> _Objective_: Return exactly the lines from the "Locate the black hockey puck" line through the last line of the entries below. Include no pictures.

> _Data provided_:
_ _ _ _ _ _ _

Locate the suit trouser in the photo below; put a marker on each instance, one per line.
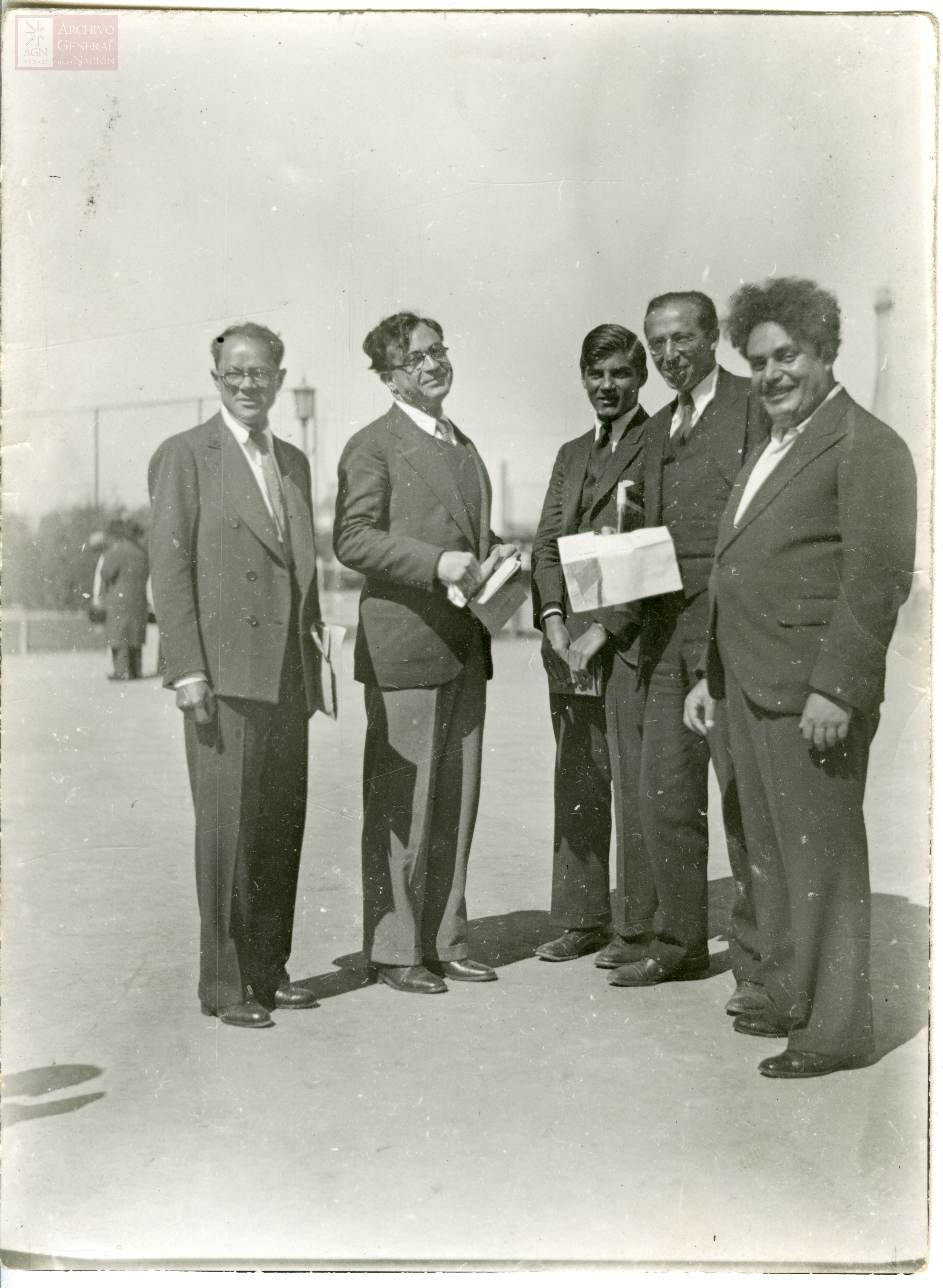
(804, 824)
(126, 663)
(249, 777)
(674, 789)
(422, 779)
(598, 759)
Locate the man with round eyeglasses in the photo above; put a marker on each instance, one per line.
(235, 591)
(414, 516)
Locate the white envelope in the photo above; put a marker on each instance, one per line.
(602, 572)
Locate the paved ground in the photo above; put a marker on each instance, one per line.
(543, 1119)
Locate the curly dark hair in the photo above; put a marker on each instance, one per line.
(611, 338)
(803, 308)
(395, 330)
(706, 314)
(254, 331)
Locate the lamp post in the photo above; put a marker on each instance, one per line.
(305, 410)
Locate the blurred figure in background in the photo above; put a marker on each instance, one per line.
(122, 581)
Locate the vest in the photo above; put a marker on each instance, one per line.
(694, 498)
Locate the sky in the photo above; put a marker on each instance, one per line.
(520, 177)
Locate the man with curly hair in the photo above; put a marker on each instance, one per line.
(815, 558)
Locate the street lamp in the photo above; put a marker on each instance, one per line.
(305, 410)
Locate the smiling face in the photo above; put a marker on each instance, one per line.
(247, 379)
(428, 384)
(613, 386)
(789, 375)
(681, 350)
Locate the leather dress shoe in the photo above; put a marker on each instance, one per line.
(464, 970)
(746, 998)
(622, 951)
(648, 972)
(806, 1064)
(573, 945)
(245, 1015)
(294, 998)
(763, 1024)
(410, 979)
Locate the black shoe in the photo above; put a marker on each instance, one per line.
(620, 952)
(409, 979)
(763, 1024)
(475, 973)
(245, 1015)
(806, 1064)
(648, 972)
(573, 945)
(748, 998)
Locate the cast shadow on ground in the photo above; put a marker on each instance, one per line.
(40, 1082)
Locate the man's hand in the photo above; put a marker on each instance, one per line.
(825, 722)
(583, 651)
(556, 656)
(198, 701)
(699, 710)
(462, 570)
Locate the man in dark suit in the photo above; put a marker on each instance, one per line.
(235, 591)
(597, 735)
(414, 516)
(695, 449)
(815, 558)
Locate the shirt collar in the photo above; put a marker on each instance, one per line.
(422, 418)
(798, 429)
(240, 431)
(618, 427)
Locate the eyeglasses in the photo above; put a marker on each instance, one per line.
(261, 377)
(415, 363)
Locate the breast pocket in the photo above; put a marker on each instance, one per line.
(806, 612)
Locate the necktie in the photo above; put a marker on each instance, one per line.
(274, 486)
(687, 408)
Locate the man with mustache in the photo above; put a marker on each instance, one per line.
(815, 558)
(236, 596)
(597, 735)
(414, 516)
(695, 449)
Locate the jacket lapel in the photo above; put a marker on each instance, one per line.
(241, 493)
(627, 450)
(301, 520)
(822, 432)
(419, 450)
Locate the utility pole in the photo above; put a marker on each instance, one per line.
(882, 402)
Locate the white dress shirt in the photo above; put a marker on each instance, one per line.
(775, 451)
(701, 395)
(428, 423)
(618, 427)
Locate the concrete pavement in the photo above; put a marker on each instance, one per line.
(544, 1119)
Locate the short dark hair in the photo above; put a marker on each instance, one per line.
(803, 308)
(706, 314)
(395, 330)
(611, 338)
(256, 331)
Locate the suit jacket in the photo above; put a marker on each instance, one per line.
(222, 588)
(561, 518)
(804, 594)
(399, 511)
(124, 594)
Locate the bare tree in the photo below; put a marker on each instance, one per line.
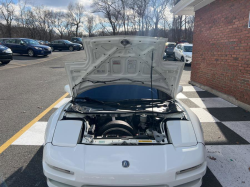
(75, 14)
(7, 13)
(158, 10)
(90, 25)
(61, 23)
(109, 10)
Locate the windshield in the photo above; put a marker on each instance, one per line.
(77, 39)
(188, 48)
(122, 92)
(68, 42)
(171, 45)
(30, 42)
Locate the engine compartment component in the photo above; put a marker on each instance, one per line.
(122, 127)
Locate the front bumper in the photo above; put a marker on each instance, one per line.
(170, 53)
(6, 56)
(100, 169)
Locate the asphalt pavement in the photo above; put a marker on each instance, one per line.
(31, 89)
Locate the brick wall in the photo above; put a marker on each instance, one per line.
(221, 52)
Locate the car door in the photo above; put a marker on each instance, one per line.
(60, 45)
(53, 44)
(20, 46)
(176, 51)
(10, 43)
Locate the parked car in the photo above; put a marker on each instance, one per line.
(5, 54)
(77, 40)
(183, 52)
(26, 46)
(169, 49)
(64, 45)
(124, 125)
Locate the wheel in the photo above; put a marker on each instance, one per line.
(116, 127)
(174, 57)
(5, 62)
(182, 59)
(31, 53)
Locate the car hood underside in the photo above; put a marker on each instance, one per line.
(124, 60)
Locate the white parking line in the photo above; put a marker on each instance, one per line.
(191, 89)
(62, 102)
(230, 164)
(211, 102)
(203, 115)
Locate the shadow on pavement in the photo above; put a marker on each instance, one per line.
(30, 176)
(26, 57)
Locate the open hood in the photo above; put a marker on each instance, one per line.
(124, 60)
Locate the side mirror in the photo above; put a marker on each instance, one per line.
(180, 89)
(68, 90)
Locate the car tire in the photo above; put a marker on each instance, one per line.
(116, 125)
(182, 59)
(5, 62)
(31, 53)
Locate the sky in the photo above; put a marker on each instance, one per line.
(58, 4)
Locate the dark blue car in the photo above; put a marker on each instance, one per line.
(5, 54)
(26, 46)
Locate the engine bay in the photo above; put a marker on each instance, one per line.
(130, 128)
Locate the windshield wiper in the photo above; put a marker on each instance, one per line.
(88, 99)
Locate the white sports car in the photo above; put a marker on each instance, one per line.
(123, 126)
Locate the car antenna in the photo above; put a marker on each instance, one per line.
(151, 77)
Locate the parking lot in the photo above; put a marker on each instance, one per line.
(32, 89)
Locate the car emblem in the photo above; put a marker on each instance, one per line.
(125, 163)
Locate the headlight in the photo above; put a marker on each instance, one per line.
(38, 48)
(60, 169)
(7, 51)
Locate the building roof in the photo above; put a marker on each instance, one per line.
(188, 7)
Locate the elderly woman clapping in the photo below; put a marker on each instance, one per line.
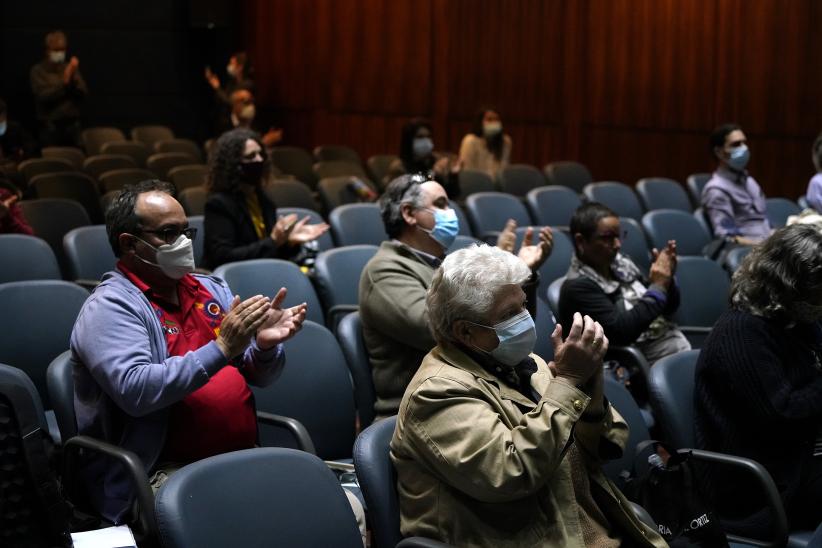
(494, 447)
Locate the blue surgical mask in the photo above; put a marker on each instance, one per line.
(739, 157)
(517, 337)
(423, 146)
(446, 227)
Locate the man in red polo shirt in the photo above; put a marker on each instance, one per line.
(165, 356)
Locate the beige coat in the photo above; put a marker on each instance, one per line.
(479, 464)
(395, 325)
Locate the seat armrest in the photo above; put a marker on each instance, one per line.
(294, 426)
(767, 485)
(628, 355)
(643, 515)
(695, 334)
(421, 542)
(132, 464)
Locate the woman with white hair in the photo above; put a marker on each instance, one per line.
(494, 447)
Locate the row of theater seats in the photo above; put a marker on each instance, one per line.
(316, 390)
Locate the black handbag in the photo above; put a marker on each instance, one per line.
(666, 486)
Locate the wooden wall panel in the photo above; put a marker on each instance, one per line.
(650, 64)
(630, 87)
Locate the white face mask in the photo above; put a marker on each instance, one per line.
(248, 112)
(491, 128)
(57, 56)
(175, 260)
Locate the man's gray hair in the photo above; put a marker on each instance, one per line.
(465, 286)
(405, 189)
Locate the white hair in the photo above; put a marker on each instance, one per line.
(465, 286)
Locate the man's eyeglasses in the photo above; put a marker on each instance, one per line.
(170, 234)
(609, 236)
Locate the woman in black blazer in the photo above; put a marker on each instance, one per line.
(240, 221)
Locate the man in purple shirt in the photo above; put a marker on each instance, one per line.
(732, 199)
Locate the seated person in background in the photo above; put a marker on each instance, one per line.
(814, 194)
(164, 355)
(732, 199)
(758, 391)
(494, 447)
(15, 146)
(417, 157)
(242, 114)
(240, 221)
(59, 89)
(422, 225)
(608, 286)
(237, 77)
(486, 148)
(12, 220)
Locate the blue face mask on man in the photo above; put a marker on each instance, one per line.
(517, 337)
(739, 157)
(446, 227)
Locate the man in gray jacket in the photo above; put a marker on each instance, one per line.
(163, 355)
(422, 225)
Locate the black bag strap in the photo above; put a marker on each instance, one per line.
(641, 456)
(33, 444)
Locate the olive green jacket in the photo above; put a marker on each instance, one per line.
(395, 324)
(479, 464)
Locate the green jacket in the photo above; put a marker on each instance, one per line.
(395, 324)
(479, 464)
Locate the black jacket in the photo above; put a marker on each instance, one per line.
(229, 232)
(758, 394)
(583, 295)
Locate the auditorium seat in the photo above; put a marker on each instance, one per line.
(552, 205)
(663, 193)
(100, 163)
(162, 162)
(573, 175)
(473, 181)
(188, 175)
(39, 166)
(519, 179)
(93, 138)
(337, 153)
(619, 197)
(354, 224)
(185, 146)
(26, 257)
(150, 134)
(75, 155)
(138, 151)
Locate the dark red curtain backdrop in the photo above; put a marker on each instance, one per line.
(629, 87)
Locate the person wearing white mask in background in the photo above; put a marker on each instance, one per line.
(732, 199)
(495, 447)
(237, 77)
(417, 157)
(242, 115)
(422, 226)
(486, 148)
(58, 89)
(164, 356)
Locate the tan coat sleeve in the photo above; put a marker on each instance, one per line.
(463, 438)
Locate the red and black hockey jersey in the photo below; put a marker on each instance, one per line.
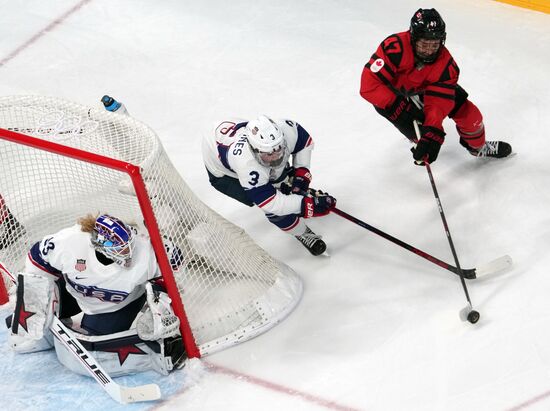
(392, 69)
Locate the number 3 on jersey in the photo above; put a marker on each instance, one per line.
(254, 176)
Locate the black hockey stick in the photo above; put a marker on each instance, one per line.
(470, 273)
(467, 313)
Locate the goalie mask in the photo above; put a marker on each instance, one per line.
(266, 141)
(114, 239)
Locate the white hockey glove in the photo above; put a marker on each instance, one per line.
(158, 321)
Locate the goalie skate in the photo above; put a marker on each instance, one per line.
(312, 242)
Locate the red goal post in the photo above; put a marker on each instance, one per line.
(60, 160)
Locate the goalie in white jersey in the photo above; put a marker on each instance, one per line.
(249, 161)
(105, 269)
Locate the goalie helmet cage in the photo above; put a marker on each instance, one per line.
(60, 161)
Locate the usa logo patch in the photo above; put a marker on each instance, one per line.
(80, 265)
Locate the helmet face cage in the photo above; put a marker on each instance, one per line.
(267, 142)
(429, 25)
(114, 239)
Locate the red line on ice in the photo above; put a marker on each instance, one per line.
(42, 32)
(331, 405)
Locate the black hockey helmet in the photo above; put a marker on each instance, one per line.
(427, 24)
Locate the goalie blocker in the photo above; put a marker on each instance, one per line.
(153, 344)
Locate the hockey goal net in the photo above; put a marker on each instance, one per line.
(60, 161)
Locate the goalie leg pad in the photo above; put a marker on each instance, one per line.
(125, 353)
(37, 302)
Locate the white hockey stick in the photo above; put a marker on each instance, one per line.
(120, 393)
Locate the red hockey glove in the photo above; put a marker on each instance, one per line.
(429, 145)
(403, 112)
(301, 180)
(317, 206)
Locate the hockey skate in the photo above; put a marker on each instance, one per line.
(10, 231)
(312, 242)
(173, 348)
(494, 149)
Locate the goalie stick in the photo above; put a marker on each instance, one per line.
(491, 267)
(120, 393)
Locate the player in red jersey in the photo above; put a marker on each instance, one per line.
(417, 63)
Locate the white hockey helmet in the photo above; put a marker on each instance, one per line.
(267, 141)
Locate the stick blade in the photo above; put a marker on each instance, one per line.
(494, 266)
(148, 392)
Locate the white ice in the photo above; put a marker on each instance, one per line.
(378, 327)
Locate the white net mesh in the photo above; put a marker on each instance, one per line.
(231, 289)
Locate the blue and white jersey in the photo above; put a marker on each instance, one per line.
(97, 288)
(228, 153)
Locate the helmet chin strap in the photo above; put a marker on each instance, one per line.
(103, 259)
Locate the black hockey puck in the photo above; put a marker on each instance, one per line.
(473, 316)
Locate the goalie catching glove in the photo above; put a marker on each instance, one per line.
(158, 321)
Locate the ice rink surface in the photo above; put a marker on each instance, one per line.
(378, 327)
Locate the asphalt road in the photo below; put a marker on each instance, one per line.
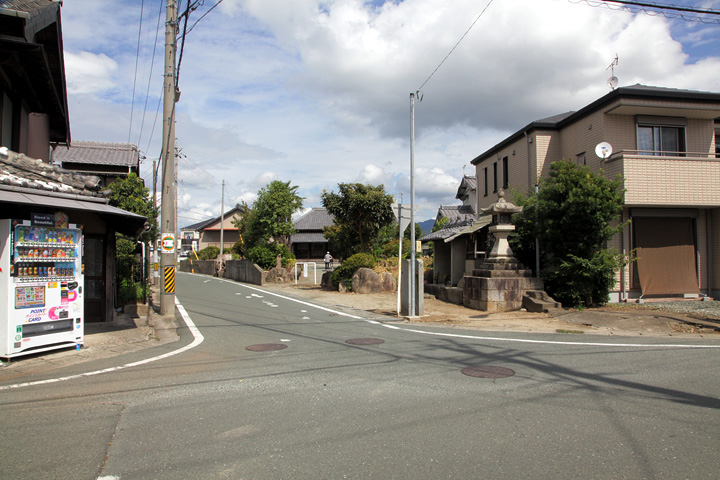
(323, 408)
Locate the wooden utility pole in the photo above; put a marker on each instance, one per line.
(168, 228)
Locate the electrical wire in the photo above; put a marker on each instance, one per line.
(152, 63)
(137, 59)
(656, 9)
(203, 16)
(458, 43)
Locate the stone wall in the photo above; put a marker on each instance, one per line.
(240, 270)
(244, 271)
(203, 267)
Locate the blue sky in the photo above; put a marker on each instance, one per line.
(317, 92)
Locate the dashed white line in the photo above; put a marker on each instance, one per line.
(478, 337)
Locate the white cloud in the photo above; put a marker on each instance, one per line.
(89, 73)
(318, 91)
(373, 175)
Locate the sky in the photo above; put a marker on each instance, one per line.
(317, 92)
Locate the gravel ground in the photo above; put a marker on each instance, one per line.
(695, 309)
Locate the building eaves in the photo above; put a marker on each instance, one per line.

_ _ _ _ _ _ _

> _Correct answer_:
Locate the black hockey puck in the photo above; put a marker on each instance, one per line.
(473, 316)
Locate the goalie catching glove in the photo above; put a marker on each instance, one per line.
(158, 321)
Locate the ice rink surface in the photo above; put a marker on each instance, one per line.
(378, 327)
Locate the asphalt road in the photo below; put a marker on each instance, one per line.
(323, 408)
Locate the wooden utility pole in the photo above; put a marker on each instance, one per line.
(168, 228)
Locate the electrical wire in the photo above; put a marker on each instance, one per line.
(152, 63)
(137, 59)
(656, 9)
(203, 16)
(458, 43)
Locate the stone wall in the photo above; put a marker on each instance, one per line.
(240, 270)
(244, 271)
(203, 267)
Locate the blue sky in the photo above; put a marker on each instance, one per line.
(317, 92)
Locate the dashed white line in the photo above; put a marker on each instance, one per line.
(478, 337)
Locate the white cloud in the photo above; put a marker on each instance, one per line.
(89, 73)
(318, 91)
(373, 175)
Locate the sky in the photo above; put a marker on each instance, one per line.
(317, 92)
Locate the gravel ground in the photo above; put a marker on each instance, one per line.
(695, 309)
Locate the building eaves in the photo above; put a marker on each instance, one per line.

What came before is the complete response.